##### Passage shown
Lyndsey Vaux murder trial: Are mum and daughter duo evil or damaged?

Lyndsey Vaux
Lyndsey Vaux

Is Becky Reid a lying murderer or the victim of a severe mental health condition?

This is the question asked of the jury in Lyndsey Vaux’s murder trial as six weeks of evidence draws to a close.

Prosecution and defence barristers gave closing speeches at Manchester Crown Court yesterday, after presenting all of their witnesses and evidence.

Daughter and mother duo, Becky Reid aged 32 and 57-year-old Gillian Reid, are both charged with the murder of the 30-year-old single mum from Stockport.

Mr Paul Reid QC, for the prosecution has asked the jury to consider if Becky Reid subjected her former lover to “cruel and violent behaviour” while Mr

Simon Csoka QC has posed the question of whether, if found guilty, Reid should be considered for diminished responsibility due to a “severe personality disorder”.

As the trial draws to a close in its sixth week, both prosecution and defence barristers have reminded the 12 jurors of the strongest aspects of their arguments regarding Becky Reid, 32, and Gillian Reid, 57, who are both accused of murdering the 30-year-old single mother.

Witnesses called by both sides have taken the stand over the course of the trial, giving evidence as to what they saw in the weeks, months and even years leading up to the single mum’s death back in May 2016 and also to an assault of Becky Reid’s ex Samantha Newns.

Prosecution barrister, Paul Reid QC, told the jury in his closing statement, to consider the fact that Reid subjected her lovers to “controlling, abusive, cruel and violent behaviour” which in Lyndsey’s case got “worse in the last few years of her life. “She controlled, manipulated, humiliated and denigrated her partners and used violence towards them,” he said.

“Samanatha Newns did not have her eye socket broken by accident. Lyndsey Vaux did not die as a result of falling down the stairs or because of a thyroid condition, both were beaten by Becky Reid, in this case over a substantial period of time.”
##########
Exercise prompt:
Copy the part of the article on the Lyndsey Vaux murder trial from "This is the" to "witnesses and evidence." word for word. The records that come next are separate material, unrelated to the article.
##### Stored data
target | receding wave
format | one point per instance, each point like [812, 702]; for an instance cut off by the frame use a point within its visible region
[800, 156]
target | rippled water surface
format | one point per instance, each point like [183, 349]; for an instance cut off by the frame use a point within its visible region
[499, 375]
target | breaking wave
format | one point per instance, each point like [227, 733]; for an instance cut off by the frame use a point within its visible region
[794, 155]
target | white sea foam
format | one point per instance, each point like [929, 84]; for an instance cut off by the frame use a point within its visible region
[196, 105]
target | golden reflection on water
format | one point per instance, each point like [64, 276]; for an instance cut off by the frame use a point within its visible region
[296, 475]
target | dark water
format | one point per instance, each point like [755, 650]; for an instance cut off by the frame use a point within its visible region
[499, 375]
##########
Answer to this task:
This is the question asked of the jury in Lyndsey Vaux’s murder trial as six weeks of evidence draws to a close.

Prosecution and defence barristers gave closing speeches at Manchester Crown Court yesterday, after presenting all of their witnesses and evidence.